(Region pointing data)
%%

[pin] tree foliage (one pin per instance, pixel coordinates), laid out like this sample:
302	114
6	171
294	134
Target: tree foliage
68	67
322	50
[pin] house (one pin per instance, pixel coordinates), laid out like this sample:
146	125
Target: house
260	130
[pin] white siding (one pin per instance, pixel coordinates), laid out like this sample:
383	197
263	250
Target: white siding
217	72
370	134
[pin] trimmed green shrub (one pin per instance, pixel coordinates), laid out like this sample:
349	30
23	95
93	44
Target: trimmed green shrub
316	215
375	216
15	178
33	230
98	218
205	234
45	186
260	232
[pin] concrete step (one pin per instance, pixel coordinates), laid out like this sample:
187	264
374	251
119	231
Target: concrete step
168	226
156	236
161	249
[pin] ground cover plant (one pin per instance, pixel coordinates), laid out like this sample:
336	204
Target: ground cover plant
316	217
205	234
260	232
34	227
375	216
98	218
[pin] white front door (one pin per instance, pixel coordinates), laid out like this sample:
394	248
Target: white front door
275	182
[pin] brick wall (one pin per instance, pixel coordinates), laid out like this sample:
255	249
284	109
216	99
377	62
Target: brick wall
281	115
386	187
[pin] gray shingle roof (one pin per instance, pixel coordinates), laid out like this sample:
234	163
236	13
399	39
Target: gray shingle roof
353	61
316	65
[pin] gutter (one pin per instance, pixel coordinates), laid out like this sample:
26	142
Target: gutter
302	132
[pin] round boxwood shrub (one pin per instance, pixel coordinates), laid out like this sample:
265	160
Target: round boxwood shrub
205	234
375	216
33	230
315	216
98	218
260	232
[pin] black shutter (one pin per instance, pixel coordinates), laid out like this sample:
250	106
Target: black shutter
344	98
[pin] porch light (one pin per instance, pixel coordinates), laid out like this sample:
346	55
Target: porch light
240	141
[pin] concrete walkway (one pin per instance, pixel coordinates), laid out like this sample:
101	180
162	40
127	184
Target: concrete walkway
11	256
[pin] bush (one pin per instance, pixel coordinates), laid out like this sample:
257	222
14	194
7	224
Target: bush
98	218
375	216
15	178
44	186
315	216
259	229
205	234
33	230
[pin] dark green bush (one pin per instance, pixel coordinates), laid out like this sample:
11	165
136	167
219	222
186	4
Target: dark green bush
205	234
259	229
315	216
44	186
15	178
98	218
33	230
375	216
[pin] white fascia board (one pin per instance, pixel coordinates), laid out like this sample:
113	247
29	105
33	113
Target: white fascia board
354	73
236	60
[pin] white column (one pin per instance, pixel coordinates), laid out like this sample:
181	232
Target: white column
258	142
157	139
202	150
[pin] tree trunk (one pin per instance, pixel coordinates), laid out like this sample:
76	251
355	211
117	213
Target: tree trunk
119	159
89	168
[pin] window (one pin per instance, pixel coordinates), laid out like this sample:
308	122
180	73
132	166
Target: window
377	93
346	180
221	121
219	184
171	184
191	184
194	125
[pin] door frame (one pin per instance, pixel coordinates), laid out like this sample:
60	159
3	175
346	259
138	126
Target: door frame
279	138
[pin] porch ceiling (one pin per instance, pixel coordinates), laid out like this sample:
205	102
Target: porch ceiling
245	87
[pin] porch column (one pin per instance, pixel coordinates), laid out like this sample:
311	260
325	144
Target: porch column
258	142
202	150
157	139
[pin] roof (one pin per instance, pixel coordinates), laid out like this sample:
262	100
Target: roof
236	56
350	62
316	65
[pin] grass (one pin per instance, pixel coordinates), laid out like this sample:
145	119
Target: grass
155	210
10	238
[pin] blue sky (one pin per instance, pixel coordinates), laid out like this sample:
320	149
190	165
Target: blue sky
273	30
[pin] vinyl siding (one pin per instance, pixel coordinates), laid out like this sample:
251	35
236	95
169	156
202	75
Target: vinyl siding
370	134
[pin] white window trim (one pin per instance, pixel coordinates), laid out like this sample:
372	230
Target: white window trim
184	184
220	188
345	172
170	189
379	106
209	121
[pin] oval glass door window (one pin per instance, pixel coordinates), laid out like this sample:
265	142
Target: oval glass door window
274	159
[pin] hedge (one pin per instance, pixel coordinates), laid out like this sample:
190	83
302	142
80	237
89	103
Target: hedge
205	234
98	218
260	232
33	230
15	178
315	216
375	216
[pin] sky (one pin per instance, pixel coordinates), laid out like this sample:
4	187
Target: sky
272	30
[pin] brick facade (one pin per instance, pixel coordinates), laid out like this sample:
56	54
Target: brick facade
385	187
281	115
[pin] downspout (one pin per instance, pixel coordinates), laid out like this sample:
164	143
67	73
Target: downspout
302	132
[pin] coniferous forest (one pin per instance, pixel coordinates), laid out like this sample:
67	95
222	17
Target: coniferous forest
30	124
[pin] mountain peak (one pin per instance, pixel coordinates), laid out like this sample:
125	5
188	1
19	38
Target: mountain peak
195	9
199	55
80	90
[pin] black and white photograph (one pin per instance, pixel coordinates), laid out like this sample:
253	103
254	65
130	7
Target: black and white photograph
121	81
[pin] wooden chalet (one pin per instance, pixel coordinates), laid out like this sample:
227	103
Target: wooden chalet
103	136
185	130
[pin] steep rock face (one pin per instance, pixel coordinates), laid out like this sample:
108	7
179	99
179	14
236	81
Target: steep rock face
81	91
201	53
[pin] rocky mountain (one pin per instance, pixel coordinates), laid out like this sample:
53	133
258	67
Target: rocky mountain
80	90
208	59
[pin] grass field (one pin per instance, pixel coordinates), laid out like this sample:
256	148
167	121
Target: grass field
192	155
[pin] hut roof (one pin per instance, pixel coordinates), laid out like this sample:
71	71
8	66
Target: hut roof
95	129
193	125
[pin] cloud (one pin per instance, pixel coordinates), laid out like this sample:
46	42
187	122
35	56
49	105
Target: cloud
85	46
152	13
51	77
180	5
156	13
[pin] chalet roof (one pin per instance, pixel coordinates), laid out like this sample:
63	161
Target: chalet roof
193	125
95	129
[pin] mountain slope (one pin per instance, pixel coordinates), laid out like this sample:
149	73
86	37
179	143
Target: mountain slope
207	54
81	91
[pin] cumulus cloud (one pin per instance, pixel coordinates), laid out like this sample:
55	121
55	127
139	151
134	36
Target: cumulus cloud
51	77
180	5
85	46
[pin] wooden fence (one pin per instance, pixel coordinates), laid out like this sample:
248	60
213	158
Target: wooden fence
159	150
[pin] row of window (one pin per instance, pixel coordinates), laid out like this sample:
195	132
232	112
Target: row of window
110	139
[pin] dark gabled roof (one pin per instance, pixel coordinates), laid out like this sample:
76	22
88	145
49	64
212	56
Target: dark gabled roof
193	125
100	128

%%

→ **Your task**: Faithfully transcribe the whole of the data.

→ **Result for this exercise**:
[pin] tree foliage (one pin per instance, pixel coordinates), laid out like this sample:
302	114
6	171
294	134
Target: tree foliage
68	67
322	50
[pin] house (one pin per instance, pixel coordinates), laid out like this sample:
146	125
Target: house
260	130
[pin] white siding (one pin per instance, pixel coordinates), laid out like this sample:
383	197
263	250
Target: white siding
217	72
370	134
[pin] trimmed green shrub (one pin per instance, pixel coordinates), laid out like this sample:
349	30
23	95
93	44
Target: trimmed green shrub
316	215
375	216
15	178
33	230
98	218
205	234
45	186
260	232
[pin] concrete step (one pin per instance, pixel coordinates), laid out like this sample:
187	264
374	251
119	231
Target: concrete step
168	226
156	236
161	249
[pin] ground cover plant (one pin per instance, pixel coordinates), laid out like this sample:
336	204
Target: ground cover plant
316	217
205	234
260	232
34	227
375	216
98	218
[pin] white front door (one pin per instance, pixel coordinates), laid out like this sample:
394	248
Target: white front door
275	182
[pin] brick wall (one pin per instance, pixel coordinates), laid out like this sample:
255	249
284	109
216	99
377	62
Target: brick wall
281	115
386	187
[pin] gray shingle roof (one pin per instance, pixel coordinates), laid out like this sample:
234	163
236	13
399	39
Target: gray shingle roof
353	61
316	65
[pin] gutter (one pin per instance, pixel coordinates), laid out like this sample:
26	142
Target: gutter
302	132
[pin] round boxwood shrub (one pin per instance, pixel coordinates), laid out like this sample:
265	160
Target: round boxwood shrub
205	234
375	216
33	230
315	216
98	218
260	232
[pin] black shutter (one pin per instance, pixel coordinates), laid out like this sample:
250	106
Target: black shutter
344	98
[pin] porch light (one pin per instance, pixel coordinates), laid out like this sample:
346	55
Target: porch light
240	141
[pin] concrete walkway (one pin per instance, pixel coordinates), laid out like this sample:
101	180
162	40
127	184
Target: concrete walkway
11	256
[pin] bush (one pin per instance, pixel coordinates), laid out like this sample:
257	222
14	194
7	224
Target: bush
98	218
375	216
15	178
44	186
315	216
259	229
205	234
33	230
[pin] dark green bush (one pin per instance, pixel coordinates), laid out like this sample:
11	165
136	167
219	222
186	4
Target: dark green bush
205	234
259	229
315	216
44	186
15	178
98	218
33	230
375	216
[pin] white fascia board (one pin per instance, pixel coordinates), laid out like this sample:
113	247
29	105
33	113
Target: white fascia board
354	73
236	60
[pin] white column (one pin per instance, pixel coordinates), laid out like this sample:
181	232
Target: white column
258	142
157	139
202	150
[pin] tree trunk (one pin per instance, pixel coordinates), laid out like this sample:
76	251
355	211
117	213
Target: tree trunk
119	159
89	168
[pin] window (one pin per instance, pixel coordinates), laid out like this sample:
308	122
180	73
132	166
Target: window
377	93
346	180
221	121
219	184
171	184
191	184
194	125
[pin] door frame (one pin per instance, pixel coordinates), laid out like this sample:
60	159
3	175
346	259
138	126
Target: door frame
279	138
[pin] porch ceiling (one pin per instance, pixel coordinates), laid out like this sample:
205	102
Target: porch ceiling
245	87
[pin] porch column (one pin per instance, pixel coordinates), laid out like this sample:
311	260
325	144
Target: porch column
258	142
202	150
157	139
[pin] roof (one pin per instance, pixel coordinates), laid out like this sample:
262	100
Target: roof
236	56
350	62
316	65
[pin] grass (one pin per instance, pixel coordinates), laid out like this sample:
145	119
Target: grass
155	210
10	238
[pin] blue sky (one pin per instance, pixel coordinates), laid out like this sample:
320	149
190	165
Target: blue sky
273	30
[pin] vinyl siding (one pin per instance, pixel coordinates), laid out like this sample:
251	35
236	95
169	156
202	75
Target: vinyl siding
370	134
[pin] white window trim (one pin per instance, pixel coordinates), laid out like this sample:
372	230
Target: white window trim
184	184
220	188
345	172
170	189
379	106
209	121
[pin] oval glass door window (one pin per instance, pixel coordinates), laid out like this sample:
265	142
Target: oval glass door window
274	159
[pin] hedge (one pin per instance, pixel coordinates), laid out like this sample:
190	83
302	142
80	237
89	103
Target: hedge
205	234
98	218
260	232
33	230
15	178
315	216
375	216
[pin] sky (one pin per instance, pixel coordinates), laid out like this sample:
4	187
Target: sky
272	30
[pin] brick facade (one pin per instance, pixel coordinates), laid out like this sample:
56	54
Target: brick facade
385	187
281	115
[pin] downspout (one pin per instance, pixel coordinates), laid out like this sample:
164	143
67	73
Target: downspout
302	132
[pin] coniferous forest (one pin per instance, pixel coordinates), laid out like this sample:
67	95
222	17
Target: coniferous forest
30	124
[pin] mountain peak (one pin per instance, pixel coordinates), laid out like this sample:
125	5
188	1
19	38
Target: mountain peak
195	9
199	55
80	90
[pin] black and white photograph (one pin per instance, pixel coordinates), laid out like this sample:
253	103
254	65
130	7
Target: black and white photograph
121	81
[pin] wooden chalet (one pin per instance, pixel coordinates), laid out like this sample:
227	103
Target: wooden chalet
103	136
185	130
[pin] steep rock face (one pin per instance, pixel coordinates), laid out like this sample:
108	7
179	99
179	14
236	81
Target: steep rock face
81	91
201	53
[pin] rocky mountain (one pin per instance, pixel coordinates), laid out like this sample:
53	133
258	67
Target: rocky mountain
80	90
208	59
[pin] grass field (one pin per instance, pixel coordinates), laid out like this sample:
256	148
167	121
Target: grass field
192	155
[pin] hut roof (one pin per instance, pixel coordinates), laid out like this sample:
71	71
8	66
Target: hut roof
95	129
193	125
[pin] cloud (one pin per instance, pixel coordinates), laid out like this sample:
46	42
187	122
35	56
49	105
Target: cloud
85	46
152	13
51	77
180	5
156	13
[pin] chalet roof (one pin per instance, pixel coordinates), laid out like this sample:
63	161
Target: chalet roof
193	125
95	129
[pin] mountain slope (one pin per instance, pixel coordinates), laid out like this sample:
149	73
86	37
179	143
Target: mountain slope
207	54
81	91
[pin] cumulus cloud (one pin per instance, pixel coordinates), laid out like this sample:
55	121
55	127
139	151
134	36
Target: cumulus cloud
51	77
180	5
85	46
[pin] wooden fence (one pin per instance, pixel coordinates), laid out like this sample:
248	60
213	158
Target: wooden fence
159	150
[pin] row of window (one pin per instance, pixel coordinates), laid out like this sample:
195	132
232	112
Target: row of window
110	139
[pin] dark gabled roof (one pin per instance, pixel coordinates), laid out like this sample:
76	22
88	145
49	64
212	56
Target: dark gabled roof
193	125
100	128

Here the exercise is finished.